(WORK TASK A): Return the stretch of the account of living in Puerto Viejo from "But, we’ve all" through "of the deal.", copied word for word.
(WORK TASK B):
Answer these questions from the account of living in Puerto Viejo:
(i) For how many years did the narrator's son attend preschool there?
(ii) What kind of restaurant did the narrator work at?
(iii) Which two diseases carried by the mosquitoes are named?

(EXERCISE TEXT):
::::::
You guys are familiar with Puerto Viejo?
And we set up shop there. And my son went to preschool there for four years. He played on the soccer team that traveled to different villages and played other, other schools. I got a job at a restaurant, an Argentinian restaurant for some reason, in Costa Rica! And I learned how to do empanadas and Milanese sauce, and I paid rent. And we were fully engulfed. We we started wearing Rasta colors. It just happens. Red green and gold.
Now, that sounds dreamy, right? We got to go to the beach all the time. Productive day down there is three hours on the beach doing nothing. So we did that a lot. But, that, it sounds dreamy to get out of the Missoula winters, but there are some hardships about living in the Caribbean. This was the poorest region of the country as well. And we were introduced to the poverty. And we never had hot water. A lot of people couldn’t afford hot water and I thought was good for us to live the same way like that. And so my two year old son had to take cold showers. Which was rough. Sometimes he wanted a little hot water so I’d boil it on the stove mixture of cold and just put it in this plastic, plastic bin, right? That was rough. That was rough.
The moistness of the jungle down there makes everything grow just like mushrooms everywhere, on your clothes, on your toes. This is gnarly. Gnarly. It smells…. So that was rough.
But the hardest thing were the mosquitoes. Yeah. Yeah. So, in Montana, we got mosquitoes they’re pretty big. They’re pretty gnarly.
But they’re not tropical mosquitoes.
Mosquitoes down there are huge. And they carry diseases, you know? Like dengue fever, malaria, other things.
But, we’ve all gotten bitten by a mosquito and it hurts. And it itches and it’s annoying, and it’s it’s horrible.
It’s a tourist town so you could see all the tourists coming in. The pale North Americans and Europeans, they come in white and they leave red, with the sunburns and mosquito bites. It was just, that was part of the deal.
The first year I was down there my son got destroyed by mosquitoes. And locals were like, “Do you have a mosquito net?”
I was like, “No, Dude, I’m a local now! I’m a native! I’m like you guys!”
And they were like, “We have mosquito nets!”
I was like, “Oh!” So I got a mosquito net.
::::::
(DATA FOR ANALYSIS):
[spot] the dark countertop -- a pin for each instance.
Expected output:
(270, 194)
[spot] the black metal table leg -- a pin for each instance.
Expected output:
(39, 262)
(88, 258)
::::::
(TASK SOLUTION A):
But, we’ve all gotten bitten by a mosquito and it hurts. And it itches and it’s annoying, and it’s it’s horrible.
It’s a tourist town so you could see all the tourists coming in. The pale North Americans and Europeans, they come in white and they leave red, with the sunburns and mosquito bites. It was just, that was part of the deal.

(TASK SOLUTION B):
(i) Four years.
(ii) An Argentinian restaurant.
(iii) Dengue fever and malaria.